Task description | Write out, as an exact transcription, the line that has "Put a dot on each instance of the black" and each line after it through the end of the data below.

+++

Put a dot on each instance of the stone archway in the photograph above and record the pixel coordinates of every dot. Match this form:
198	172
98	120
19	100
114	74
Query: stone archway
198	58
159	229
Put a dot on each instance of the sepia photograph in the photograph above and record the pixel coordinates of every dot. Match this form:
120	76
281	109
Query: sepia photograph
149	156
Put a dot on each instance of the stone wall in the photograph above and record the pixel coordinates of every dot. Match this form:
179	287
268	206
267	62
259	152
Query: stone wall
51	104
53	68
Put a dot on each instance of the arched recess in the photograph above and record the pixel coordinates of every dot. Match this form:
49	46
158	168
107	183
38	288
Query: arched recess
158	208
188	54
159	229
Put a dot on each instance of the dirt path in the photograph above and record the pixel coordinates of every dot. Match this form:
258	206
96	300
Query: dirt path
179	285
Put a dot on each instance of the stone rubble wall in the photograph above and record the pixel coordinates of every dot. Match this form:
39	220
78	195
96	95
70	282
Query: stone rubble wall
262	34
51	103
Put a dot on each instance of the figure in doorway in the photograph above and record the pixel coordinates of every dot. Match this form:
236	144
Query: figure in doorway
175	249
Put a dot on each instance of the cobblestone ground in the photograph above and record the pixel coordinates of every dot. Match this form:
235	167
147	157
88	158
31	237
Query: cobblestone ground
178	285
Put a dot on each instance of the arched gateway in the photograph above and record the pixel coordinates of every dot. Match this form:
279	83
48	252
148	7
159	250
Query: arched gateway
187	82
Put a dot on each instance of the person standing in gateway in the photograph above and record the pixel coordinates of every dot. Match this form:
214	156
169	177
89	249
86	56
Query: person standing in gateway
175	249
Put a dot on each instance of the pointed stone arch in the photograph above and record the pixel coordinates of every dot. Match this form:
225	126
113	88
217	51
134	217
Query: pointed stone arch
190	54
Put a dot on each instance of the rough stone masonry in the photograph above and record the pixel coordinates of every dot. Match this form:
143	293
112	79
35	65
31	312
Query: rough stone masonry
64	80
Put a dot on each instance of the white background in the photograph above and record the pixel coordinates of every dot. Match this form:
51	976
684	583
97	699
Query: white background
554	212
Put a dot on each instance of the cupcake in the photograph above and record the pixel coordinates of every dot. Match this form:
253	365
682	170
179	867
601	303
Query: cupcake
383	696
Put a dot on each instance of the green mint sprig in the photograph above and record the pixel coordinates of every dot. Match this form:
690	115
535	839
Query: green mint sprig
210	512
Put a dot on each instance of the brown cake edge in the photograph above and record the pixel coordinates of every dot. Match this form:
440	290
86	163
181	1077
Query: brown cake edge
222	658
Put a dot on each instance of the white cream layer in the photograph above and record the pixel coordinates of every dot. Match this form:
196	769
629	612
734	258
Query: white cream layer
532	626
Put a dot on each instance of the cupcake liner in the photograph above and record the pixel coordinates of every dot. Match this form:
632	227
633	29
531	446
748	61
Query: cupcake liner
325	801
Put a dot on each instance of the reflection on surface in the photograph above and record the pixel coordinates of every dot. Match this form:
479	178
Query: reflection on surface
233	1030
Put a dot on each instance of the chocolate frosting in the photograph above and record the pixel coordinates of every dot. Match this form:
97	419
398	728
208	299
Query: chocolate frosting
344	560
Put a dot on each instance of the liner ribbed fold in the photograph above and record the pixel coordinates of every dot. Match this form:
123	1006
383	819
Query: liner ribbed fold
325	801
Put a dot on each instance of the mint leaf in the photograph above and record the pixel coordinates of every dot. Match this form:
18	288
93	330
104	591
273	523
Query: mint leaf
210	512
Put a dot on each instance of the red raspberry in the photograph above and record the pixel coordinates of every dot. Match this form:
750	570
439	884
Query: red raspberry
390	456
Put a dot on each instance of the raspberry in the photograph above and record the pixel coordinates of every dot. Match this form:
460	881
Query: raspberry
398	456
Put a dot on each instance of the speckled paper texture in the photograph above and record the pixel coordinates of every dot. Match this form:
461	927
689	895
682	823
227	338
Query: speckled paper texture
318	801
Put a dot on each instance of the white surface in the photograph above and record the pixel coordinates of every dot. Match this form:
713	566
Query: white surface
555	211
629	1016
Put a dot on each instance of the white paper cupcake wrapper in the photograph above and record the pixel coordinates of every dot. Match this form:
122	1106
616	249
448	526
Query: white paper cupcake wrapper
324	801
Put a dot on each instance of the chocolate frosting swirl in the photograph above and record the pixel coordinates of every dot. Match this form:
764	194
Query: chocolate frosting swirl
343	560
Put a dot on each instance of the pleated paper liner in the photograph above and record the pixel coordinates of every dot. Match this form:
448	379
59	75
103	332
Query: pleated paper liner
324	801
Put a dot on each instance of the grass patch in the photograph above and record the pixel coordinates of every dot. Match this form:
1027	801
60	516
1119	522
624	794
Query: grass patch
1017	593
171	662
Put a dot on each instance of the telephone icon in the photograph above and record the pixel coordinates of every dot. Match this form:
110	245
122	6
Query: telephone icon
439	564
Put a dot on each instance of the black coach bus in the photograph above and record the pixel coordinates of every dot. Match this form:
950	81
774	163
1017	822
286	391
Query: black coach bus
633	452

+++

Exercise result |
Put a dot on each instance of the black coach bus in the photograph above and record the pixel coordinates of every dot. Match this form:
950	81
774	163
1017	822
286	391
Query: black coach bus
633	452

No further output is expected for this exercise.